Some parts of the Mid-Atlantic have been spared the sopping conditions.
Tim Smith of Endless Rows Custom Work in Stewartsville, New Jersey, had wrapped up most of his custom harvesting by mid-October.
Smith started taking off grain corn Sept. 6 because his clients with early-planted corn were ready to transition those fields into a rye cover crop. Since then he’s harvested roughly 1,100 acres.
“This year the harvest has been good, and it’s doing well,” Smith said.
Smith has had only two hiccups with the harvest. One of his clients had an airplane out spraying fungicide when Smith was planning to harvest, and he encountered burcucumber in some fields.
The last hurdle now is finishing soybean harvest.
“If I get a couple of nice, sunny and dry days to cut beans, then I’ll be in good shape,” he said.
Three-quarters of New Jersey’s corn and a third of its soybeans were harvested at the beginning of the week, according to USDA.
On Maryland’s Mid-Shore, farmers were able to start the corn harvest early.
“It’s been dry, so people have been able to harvest without any problems,” said Jim Lewis, a University of Maryland Extension agent in Caroline County.
That’s a welcome contrast to the 2020 harvest, when miry conditions meant stuck combines and problems planting cover crops and small grains.
This year, dryland corn yields have been particularly strong. Irrigated corn has produced good yields, though not records. On Monday, Lewis estimated that local farmers were 95% done harvesting corn and 50-60% through with soybeans.

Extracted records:
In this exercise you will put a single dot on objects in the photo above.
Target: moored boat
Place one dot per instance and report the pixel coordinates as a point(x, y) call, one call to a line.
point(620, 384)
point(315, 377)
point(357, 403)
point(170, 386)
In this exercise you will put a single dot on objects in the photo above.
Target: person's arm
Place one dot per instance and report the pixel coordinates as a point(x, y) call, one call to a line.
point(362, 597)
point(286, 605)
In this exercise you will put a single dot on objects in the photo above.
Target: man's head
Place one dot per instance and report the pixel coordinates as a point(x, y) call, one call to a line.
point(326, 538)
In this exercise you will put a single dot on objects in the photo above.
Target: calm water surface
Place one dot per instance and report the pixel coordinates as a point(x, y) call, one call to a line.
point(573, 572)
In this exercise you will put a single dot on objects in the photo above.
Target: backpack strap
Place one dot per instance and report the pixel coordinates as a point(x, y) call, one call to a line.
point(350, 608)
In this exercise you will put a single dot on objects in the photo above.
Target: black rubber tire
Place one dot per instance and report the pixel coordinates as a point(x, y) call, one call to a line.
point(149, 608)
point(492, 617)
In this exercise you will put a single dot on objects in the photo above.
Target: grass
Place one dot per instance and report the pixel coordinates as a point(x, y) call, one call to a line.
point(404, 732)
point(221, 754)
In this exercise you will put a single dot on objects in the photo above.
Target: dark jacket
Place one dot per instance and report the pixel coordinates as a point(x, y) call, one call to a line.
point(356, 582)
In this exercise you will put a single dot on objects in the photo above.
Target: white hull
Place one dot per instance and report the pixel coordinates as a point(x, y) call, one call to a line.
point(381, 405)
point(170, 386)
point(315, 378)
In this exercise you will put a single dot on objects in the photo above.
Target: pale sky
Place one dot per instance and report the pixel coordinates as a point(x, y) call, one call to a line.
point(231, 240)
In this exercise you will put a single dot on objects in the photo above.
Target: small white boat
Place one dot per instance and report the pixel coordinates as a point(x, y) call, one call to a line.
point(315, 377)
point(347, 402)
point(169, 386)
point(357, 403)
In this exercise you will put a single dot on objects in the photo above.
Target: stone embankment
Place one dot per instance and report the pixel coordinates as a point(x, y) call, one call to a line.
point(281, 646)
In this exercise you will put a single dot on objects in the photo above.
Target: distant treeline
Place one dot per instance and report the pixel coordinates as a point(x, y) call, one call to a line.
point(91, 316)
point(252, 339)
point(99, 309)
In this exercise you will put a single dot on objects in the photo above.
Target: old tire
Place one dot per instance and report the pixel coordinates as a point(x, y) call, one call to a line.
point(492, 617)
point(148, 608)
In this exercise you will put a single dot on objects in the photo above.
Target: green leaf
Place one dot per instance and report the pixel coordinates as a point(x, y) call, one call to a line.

### Work to do
Resume the Mid-Atlantic harvest report above, picking up after its final sentence.

### The answer
In recent years, wheat production has dropped off with the price of that crop, so double-crop bean acres have declined as well, Lewis said.
Overall, soybean yields are a little lower than last year, but production has been more uniform because low spots didn’t get drowned out.
Lewis saw scant insect damage, and he wasn’t concerned by the smattering of sudden death syndrome he saw in soybeans.
“Usually when that happens, it happens in lower, wetter areas of the field. And that means we had enough moisture that other areas of the field yielded pretty good,” he said.
Cover crop seeding by airplane began at the end of August. Those early-planted covers got the right amount of rain and are among the best Lewis has ever seen.
With harvest going smoothly, Lewis said many farmers have turned to reducing their income tax obligations. Equipment purchases would normally be a go-to strategy, but with that market unfavorable, farmers are in some cases putting up buildings or investing in their soil instead.
“Farmers are just in a good mood in general and happy because of good harvest, good yields,” Lewis said.